* BRIEF:
Return everything from the start of the items down to the line containing "xmin=101 ymin=0 xmax=120 ymax=26", inclusive, repeated exactly. Leave the pictures out of your answer.

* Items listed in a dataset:
..........
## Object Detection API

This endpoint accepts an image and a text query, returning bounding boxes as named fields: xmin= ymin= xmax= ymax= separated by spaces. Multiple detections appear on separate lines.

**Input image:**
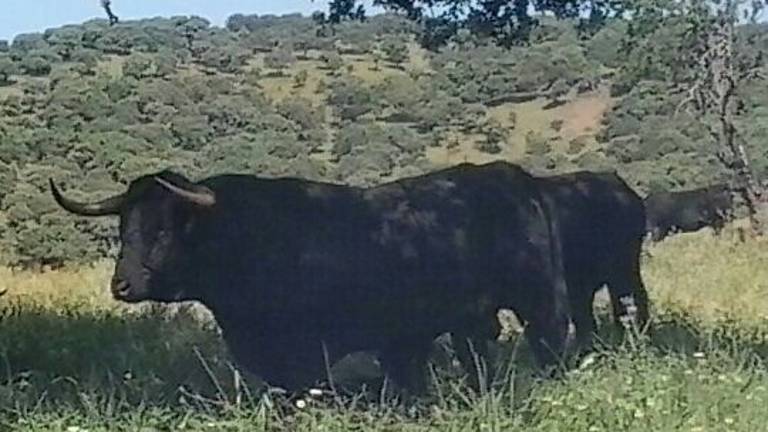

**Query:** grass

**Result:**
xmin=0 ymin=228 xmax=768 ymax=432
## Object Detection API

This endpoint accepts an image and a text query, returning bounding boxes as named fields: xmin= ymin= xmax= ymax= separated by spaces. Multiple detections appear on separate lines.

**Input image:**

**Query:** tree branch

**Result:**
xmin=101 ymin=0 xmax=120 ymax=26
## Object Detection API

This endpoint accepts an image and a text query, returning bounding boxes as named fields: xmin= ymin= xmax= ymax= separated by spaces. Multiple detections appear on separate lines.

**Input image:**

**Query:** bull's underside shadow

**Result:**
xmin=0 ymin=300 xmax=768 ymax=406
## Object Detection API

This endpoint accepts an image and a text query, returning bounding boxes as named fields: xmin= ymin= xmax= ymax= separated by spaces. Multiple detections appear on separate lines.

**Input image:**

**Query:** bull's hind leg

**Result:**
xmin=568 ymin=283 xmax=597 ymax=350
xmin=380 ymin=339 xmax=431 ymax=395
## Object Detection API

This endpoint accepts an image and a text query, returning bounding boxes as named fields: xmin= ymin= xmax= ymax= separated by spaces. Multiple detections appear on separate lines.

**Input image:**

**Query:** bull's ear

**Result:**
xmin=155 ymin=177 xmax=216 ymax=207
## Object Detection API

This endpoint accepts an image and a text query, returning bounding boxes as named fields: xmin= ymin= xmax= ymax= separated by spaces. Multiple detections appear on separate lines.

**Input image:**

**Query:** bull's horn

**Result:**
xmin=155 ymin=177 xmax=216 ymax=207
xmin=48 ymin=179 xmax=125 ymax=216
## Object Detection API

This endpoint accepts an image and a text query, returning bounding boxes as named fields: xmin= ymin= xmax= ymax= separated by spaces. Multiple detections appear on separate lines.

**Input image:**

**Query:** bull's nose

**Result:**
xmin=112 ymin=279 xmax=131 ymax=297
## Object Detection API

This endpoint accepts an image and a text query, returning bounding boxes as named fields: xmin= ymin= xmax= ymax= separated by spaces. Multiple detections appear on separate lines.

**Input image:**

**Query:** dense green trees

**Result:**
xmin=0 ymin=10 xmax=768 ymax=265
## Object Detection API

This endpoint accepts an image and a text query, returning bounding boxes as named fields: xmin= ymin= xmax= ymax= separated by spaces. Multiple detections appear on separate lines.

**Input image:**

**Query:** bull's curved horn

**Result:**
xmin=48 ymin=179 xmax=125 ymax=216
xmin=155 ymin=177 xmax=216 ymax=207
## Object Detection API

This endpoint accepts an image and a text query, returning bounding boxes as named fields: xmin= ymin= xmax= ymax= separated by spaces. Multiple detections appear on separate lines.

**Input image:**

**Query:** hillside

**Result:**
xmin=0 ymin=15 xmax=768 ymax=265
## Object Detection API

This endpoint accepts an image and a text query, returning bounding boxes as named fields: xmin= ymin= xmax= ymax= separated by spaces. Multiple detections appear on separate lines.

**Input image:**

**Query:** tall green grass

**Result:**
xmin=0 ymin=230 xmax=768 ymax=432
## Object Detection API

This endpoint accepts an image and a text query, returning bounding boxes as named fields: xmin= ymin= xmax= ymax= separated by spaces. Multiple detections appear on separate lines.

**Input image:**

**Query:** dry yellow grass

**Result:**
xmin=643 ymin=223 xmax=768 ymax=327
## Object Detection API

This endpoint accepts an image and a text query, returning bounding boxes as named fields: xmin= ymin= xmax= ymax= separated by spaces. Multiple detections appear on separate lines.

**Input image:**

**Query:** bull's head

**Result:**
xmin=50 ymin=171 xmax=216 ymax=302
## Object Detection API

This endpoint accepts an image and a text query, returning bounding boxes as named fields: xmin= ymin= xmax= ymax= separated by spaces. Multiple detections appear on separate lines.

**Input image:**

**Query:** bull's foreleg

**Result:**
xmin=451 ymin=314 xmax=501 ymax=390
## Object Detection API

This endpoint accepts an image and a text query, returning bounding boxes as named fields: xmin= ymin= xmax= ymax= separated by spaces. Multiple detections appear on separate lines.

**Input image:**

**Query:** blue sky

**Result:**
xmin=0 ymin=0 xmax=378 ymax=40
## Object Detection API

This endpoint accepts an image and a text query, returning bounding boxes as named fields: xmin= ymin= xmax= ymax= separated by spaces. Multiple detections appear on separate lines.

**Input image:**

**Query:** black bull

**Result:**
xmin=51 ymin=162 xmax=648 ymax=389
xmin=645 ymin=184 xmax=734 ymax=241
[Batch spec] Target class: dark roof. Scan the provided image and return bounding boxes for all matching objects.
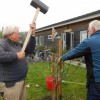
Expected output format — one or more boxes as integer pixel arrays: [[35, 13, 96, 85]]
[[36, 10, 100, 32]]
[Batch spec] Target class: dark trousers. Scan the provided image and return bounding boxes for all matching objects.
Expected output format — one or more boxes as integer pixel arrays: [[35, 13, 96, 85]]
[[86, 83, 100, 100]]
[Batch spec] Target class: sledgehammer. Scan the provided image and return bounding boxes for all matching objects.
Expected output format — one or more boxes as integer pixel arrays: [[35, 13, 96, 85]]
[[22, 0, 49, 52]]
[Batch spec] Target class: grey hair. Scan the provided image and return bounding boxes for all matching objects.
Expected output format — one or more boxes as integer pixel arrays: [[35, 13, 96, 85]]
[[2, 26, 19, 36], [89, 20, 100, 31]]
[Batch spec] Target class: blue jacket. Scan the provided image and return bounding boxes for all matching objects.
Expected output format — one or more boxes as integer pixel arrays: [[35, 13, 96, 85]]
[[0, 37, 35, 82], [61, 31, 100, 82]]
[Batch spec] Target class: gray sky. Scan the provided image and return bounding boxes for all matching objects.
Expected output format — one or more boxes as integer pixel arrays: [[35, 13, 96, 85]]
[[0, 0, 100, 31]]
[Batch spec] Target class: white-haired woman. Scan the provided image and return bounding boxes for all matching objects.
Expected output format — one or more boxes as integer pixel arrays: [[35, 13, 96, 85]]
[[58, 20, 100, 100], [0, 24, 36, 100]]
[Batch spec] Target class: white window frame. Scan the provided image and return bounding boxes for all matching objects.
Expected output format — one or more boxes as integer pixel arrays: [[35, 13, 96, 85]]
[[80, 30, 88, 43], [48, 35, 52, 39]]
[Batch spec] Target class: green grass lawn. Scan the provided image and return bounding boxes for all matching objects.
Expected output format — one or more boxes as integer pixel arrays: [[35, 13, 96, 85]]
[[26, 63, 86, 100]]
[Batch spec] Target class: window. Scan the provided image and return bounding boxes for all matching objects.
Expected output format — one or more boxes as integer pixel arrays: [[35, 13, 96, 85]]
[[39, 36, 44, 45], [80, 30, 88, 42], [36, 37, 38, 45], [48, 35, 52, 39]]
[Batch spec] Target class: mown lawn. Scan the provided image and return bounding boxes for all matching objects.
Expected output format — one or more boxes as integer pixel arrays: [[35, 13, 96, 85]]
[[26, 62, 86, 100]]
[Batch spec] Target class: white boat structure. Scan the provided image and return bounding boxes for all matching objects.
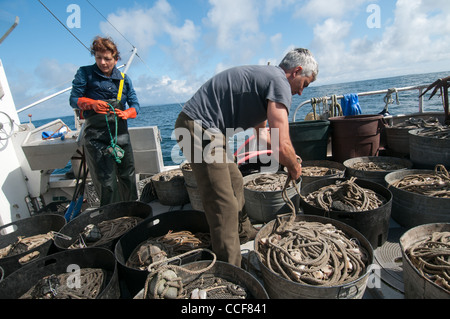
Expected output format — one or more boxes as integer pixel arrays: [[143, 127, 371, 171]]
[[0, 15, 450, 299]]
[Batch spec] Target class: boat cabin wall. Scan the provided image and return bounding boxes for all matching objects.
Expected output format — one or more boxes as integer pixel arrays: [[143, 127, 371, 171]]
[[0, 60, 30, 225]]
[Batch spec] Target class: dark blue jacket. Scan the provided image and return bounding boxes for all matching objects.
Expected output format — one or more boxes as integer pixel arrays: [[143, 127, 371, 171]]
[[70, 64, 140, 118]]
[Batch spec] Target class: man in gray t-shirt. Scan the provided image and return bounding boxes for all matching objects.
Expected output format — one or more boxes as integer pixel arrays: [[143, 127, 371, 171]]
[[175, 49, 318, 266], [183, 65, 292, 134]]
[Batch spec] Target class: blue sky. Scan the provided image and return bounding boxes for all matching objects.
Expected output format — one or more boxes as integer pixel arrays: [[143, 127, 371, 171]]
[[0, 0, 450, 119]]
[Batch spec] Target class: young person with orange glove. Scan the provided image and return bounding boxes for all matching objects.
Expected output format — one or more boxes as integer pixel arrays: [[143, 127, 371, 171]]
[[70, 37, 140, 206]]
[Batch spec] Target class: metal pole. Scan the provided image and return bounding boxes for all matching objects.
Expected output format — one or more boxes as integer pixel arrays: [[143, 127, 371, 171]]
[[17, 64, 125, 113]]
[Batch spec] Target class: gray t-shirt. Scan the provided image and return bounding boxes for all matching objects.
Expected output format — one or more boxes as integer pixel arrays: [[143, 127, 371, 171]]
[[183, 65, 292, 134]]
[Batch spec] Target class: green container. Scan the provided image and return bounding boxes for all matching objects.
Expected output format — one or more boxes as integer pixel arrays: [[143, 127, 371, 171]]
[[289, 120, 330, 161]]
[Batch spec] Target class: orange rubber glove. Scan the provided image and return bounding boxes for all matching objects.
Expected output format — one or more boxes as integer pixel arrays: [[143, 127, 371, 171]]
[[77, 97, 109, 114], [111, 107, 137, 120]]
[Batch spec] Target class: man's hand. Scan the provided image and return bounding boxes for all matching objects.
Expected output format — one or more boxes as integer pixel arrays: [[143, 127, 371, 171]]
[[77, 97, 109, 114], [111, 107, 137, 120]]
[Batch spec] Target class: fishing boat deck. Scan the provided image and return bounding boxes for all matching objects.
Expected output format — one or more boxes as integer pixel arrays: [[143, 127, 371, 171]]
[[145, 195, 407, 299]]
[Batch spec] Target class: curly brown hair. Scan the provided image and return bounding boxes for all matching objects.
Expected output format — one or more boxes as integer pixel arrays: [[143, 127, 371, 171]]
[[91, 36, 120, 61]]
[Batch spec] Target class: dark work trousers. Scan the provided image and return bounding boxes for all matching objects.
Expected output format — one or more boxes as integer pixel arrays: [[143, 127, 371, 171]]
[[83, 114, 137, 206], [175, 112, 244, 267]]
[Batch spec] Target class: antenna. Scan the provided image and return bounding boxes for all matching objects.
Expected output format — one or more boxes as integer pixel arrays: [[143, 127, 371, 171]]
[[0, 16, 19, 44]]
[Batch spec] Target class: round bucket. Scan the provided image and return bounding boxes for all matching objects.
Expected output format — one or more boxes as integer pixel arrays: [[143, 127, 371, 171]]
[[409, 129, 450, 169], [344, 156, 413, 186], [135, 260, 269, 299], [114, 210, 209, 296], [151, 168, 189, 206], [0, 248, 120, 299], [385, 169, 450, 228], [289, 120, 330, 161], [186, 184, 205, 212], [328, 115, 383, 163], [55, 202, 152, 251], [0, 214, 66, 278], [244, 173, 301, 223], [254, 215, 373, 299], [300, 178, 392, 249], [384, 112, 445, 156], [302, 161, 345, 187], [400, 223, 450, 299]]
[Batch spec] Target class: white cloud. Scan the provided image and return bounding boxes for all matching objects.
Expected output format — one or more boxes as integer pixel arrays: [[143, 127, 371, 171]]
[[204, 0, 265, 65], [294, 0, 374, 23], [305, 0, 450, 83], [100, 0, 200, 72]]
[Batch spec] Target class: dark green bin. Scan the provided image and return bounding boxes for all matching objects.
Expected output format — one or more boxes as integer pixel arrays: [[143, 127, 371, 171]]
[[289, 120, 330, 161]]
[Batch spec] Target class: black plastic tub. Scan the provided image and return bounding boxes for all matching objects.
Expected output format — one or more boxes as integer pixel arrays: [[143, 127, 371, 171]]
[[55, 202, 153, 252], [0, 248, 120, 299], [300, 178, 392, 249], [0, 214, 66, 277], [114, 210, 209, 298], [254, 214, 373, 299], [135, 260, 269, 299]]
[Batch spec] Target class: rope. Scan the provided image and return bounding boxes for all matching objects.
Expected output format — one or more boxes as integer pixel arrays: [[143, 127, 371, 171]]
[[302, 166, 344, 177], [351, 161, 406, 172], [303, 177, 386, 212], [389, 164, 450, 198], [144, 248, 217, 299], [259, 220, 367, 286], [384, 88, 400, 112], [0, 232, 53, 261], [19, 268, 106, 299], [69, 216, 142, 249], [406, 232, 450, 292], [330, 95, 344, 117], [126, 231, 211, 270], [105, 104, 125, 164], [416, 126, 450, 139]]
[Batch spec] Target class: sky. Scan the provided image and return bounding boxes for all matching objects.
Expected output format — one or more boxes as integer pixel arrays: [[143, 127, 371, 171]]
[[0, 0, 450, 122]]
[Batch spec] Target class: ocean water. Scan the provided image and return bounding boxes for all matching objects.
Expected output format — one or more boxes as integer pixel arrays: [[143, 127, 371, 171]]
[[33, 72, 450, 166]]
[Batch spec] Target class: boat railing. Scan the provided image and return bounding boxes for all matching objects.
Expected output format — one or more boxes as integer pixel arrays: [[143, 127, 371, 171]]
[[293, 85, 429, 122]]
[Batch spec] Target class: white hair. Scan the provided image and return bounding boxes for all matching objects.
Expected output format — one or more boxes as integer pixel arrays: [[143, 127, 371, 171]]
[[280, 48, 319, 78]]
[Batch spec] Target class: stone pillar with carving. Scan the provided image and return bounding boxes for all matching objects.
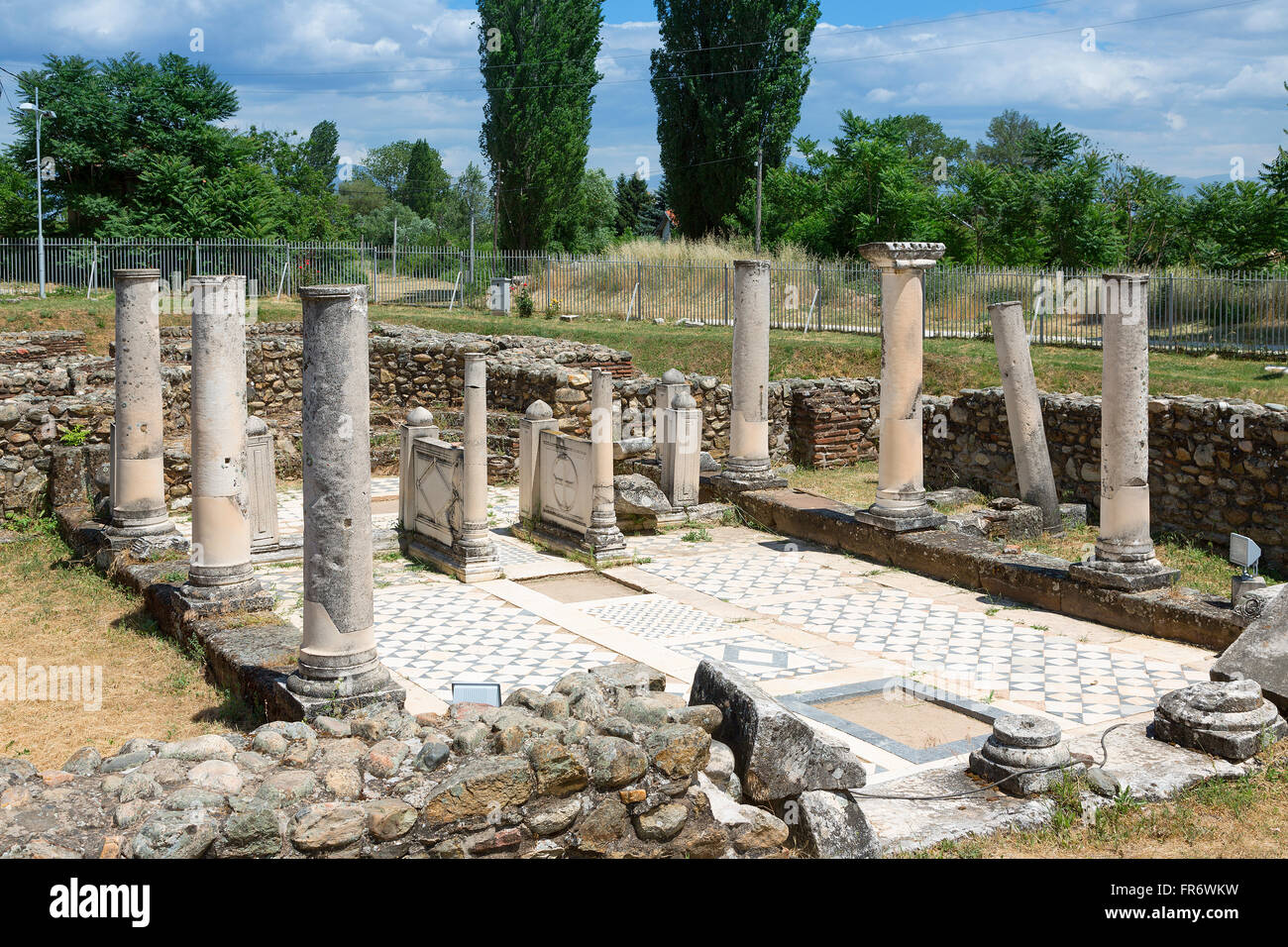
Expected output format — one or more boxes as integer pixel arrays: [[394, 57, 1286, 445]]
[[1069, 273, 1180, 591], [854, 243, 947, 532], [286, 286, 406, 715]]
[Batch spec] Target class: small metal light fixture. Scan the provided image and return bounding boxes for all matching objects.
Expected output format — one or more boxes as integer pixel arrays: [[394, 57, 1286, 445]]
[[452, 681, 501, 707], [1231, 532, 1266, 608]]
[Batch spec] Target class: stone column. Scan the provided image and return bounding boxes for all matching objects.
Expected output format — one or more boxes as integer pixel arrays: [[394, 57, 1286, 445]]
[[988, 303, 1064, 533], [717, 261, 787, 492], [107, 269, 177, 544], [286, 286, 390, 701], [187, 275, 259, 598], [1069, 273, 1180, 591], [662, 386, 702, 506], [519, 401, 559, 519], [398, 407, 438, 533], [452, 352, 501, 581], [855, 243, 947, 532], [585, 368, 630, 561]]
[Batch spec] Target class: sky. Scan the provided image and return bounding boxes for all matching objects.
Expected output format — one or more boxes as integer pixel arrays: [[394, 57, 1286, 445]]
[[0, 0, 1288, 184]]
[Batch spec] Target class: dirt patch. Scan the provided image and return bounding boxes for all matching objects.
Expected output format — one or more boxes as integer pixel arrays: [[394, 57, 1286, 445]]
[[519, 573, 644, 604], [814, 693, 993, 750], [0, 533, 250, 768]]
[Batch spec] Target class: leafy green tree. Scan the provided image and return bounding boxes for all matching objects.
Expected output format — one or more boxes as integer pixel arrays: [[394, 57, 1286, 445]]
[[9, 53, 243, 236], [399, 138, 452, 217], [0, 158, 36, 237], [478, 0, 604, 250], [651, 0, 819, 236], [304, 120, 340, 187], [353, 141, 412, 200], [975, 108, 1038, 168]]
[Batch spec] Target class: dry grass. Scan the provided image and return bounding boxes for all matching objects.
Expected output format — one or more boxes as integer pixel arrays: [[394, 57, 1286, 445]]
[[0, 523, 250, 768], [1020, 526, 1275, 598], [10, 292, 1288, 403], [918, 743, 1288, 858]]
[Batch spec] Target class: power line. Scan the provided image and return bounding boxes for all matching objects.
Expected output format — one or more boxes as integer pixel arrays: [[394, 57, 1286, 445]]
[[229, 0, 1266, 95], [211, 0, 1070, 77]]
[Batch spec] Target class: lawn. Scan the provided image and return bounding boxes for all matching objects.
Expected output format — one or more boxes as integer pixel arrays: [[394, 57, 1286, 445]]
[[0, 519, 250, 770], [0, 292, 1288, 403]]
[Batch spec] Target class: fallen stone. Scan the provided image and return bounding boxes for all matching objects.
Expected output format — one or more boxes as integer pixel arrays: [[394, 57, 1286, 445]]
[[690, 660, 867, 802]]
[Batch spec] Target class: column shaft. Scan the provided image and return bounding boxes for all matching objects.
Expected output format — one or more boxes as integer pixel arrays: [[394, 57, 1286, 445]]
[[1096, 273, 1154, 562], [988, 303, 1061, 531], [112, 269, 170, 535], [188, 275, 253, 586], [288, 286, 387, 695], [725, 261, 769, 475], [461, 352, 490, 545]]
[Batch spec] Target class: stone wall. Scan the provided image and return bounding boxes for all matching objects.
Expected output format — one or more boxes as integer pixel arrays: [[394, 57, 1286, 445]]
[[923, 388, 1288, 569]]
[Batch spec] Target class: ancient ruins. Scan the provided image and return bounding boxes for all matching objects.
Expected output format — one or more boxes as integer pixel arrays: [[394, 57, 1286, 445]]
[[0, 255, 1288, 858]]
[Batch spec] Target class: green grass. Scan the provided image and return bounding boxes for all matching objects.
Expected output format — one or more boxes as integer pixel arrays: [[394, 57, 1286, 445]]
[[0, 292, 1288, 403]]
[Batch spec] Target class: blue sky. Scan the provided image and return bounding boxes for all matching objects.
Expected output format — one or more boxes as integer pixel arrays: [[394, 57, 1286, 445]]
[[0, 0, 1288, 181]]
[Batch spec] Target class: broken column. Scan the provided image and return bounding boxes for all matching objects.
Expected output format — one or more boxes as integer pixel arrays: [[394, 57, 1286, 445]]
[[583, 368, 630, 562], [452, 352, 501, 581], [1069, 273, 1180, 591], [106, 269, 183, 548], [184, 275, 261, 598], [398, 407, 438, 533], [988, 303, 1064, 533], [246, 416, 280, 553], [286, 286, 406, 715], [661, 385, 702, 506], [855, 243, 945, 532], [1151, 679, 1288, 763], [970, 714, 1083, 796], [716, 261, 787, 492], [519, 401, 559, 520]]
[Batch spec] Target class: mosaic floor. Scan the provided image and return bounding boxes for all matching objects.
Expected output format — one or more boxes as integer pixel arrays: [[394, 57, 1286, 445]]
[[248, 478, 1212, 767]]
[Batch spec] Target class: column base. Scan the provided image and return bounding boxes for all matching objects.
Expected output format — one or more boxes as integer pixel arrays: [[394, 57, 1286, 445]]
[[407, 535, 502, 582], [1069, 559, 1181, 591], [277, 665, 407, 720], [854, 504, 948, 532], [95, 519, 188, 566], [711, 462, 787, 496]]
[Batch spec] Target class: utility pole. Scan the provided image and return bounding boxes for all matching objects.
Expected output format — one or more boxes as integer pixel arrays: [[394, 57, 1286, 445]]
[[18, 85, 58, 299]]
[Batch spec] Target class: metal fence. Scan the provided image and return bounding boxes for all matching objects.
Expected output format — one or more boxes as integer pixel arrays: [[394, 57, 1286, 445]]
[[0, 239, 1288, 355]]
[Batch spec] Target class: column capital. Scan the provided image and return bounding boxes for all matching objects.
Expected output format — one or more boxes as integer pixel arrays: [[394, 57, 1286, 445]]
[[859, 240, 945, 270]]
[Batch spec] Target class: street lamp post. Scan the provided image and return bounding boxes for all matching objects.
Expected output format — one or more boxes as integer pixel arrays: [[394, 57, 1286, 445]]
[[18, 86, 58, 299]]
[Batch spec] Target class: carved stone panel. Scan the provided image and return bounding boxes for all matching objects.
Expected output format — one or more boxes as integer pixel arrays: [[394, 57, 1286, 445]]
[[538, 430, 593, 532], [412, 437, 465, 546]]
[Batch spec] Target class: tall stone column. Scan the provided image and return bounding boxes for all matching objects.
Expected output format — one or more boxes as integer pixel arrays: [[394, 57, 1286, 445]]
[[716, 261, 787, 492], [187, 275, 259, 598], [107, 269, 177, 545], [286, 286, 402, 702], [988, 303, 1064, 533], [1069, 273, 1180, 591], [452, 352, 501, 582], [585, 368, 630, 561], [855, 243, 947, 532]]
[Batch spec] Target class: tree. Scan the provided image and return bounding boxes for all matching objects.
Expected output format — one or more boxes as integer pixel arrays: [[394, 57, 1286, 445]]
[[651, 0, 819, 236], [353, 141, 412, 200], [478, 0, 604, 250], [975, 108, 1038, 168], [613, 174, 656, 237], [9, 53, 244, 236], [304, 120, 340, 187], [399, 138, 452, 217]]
..........
* EXERCISE RESPONSE:
## Object Detection API

This endpoint accepts an image and a text query, returning bounding boxes as named fields: xmin= ymin= xmax= ymax= separated by spaces. Multiple detections appear on separate lines.

**Input image:**

**Query:** grass

**Result:**
xmin=0 ymin=228 xmax=768 ymax=432
## Object Detection API

This endpoint accepts an image and a text query, returning bounding boxes as named fields: xmin= ymin= xmax= ymax= separated by spaces. Multiple detections appear on separate lines.

**Input image:**

**Query:** tree branch

**Result:**
xmin=101 ymin=0 xmax=120 ymax=26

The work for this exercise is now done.